___ Records for the exercise
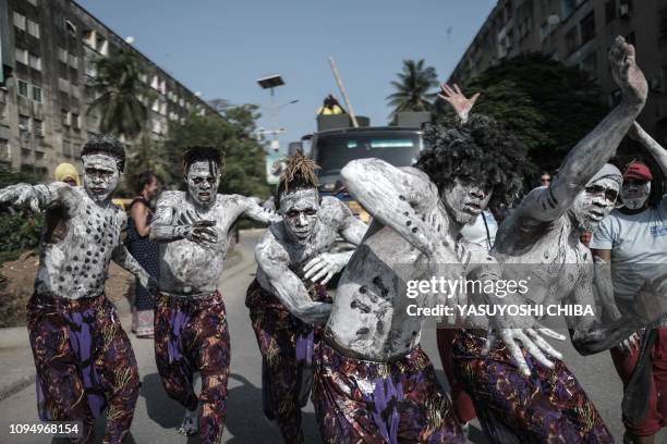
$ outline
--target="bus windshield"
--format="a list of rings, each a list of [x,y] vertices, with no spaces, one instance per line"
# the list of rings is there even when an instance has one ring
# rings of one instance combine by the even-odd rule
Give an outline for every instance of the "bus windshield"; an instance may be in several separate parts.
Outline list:
[[[313,158],[320,166],[320,188],[333,190],[342,186],[340,170],[351,160],[378,158],[395,166],[410,166],[420,148],[421,134],[416,131],[351,132],[317,136]]]

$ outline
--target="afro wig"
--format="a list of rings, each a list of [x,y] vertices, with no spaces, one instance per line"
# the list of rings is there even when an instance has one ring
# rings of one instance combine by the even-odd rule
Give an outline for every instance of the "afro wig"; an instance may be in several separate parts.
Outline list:
[[[456,178],[474,181],[493,190],[490,208],[510,205],[529,171],[526,148],[495,120],[471,114],[466,123],[441,121],[424,128],[426,149],[416,168],[441,192]]]

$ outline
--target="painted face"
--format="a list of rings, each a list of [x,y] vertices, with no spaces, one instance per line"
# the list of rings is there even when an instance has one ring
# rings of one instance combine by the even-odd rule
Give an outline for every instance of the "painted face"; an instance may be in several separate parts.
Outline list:
[[[651,195],[651,181],[628,178],[621,187],[621,200],[631,210],[643,208]]]
[[[472,177],[457,177],[453,185],[442,192],[442,203],[451,218],[465,225],[475,221],[488,205],[490,187]]]
[[[104,202],[111,198],[118,188],[121,172],[118,162],[112,156],[102,153],[82,157],[84,188],[96,202]]]
[[[570,207],[571,217],[580,227],[595,229],[614,209],[619,189],[620,184],[609,177],[589,183]]]
[[[298,189],[280,197],[280,213],[292,240],[307,243],[317,226],[319,194],[317,189]]]
[[[146,194],[148,196],[148,200],[153,199],[156,195],[157,195],[157,177],[153,176],[153,178],[150,180],[150,183],[146,184],[144,186],[144,189],[146,190]]]
[[[220,185],[220,171],[214,162],[194,162],[185,176],[187,193],[196,205],[210,207],[216,201]]]

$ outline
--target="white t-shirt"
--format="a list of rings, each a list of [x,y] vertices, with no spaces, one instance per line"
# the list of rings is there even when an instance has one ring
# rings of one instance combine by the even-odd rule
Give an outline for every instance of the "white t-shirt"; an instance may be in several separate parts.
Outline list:
[[[611,211],[590,247],[611,250],[615,296],[631,300],[646,279],[667,272],[667,199],[636,214]]]
[[[484,226],[484,221],[486,221],[486,226]],[[488,235],[486,233],[487,227]],[[461,234],[468,242],[490,250],[496,240],[498,222],[496,222],[496,218],[494,218],[490,211],[484,211],[482,214],[477,215],[477,219],[475,219],[473,223],[464,225],[461,230]]]

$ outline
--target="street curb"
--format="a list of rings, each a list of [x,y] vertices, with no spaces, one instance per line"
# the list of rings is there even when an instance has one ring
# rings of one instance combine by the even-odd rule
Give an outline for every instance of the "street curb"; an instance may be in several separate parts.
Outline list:
[[[8,397],[21,392],[28,385],[35,383],[35,371],[33,371],[0,386],[0,400],[4,400]]]
[[[26,326],[5,326],[0,329],[0,350],[2,348],[22,347],[28,344]]]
______
_Brief:_
Identify every line of the listing above that contains the string "painted", and copy each such line in full. Treat uppercase and lowercase letters as distinct.

_Exercise solution:_
--target="painted face"
Give an outline for every instance of the "painted face"; an instance may be in several separate parts.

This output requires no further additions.